**Problem details:** Copy out the data so that nothing differs from the original.

**Data to examine:**

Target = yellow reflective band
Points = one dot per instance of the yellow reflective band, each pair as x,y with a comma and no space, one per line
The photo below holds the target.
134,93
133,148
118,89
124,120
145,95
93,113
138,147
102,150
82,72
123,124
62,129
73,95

**Exercise response:**
Target = yellow reflective band
Points = one dot per instance of the yellow reflective band, each pair as x,y with a comma and no space, one per line
The photo below holds the target.
134,93
133,148
118,89
124,120
145,95
93,113
138,147
102,150
82,72
123,124
62,129
73,95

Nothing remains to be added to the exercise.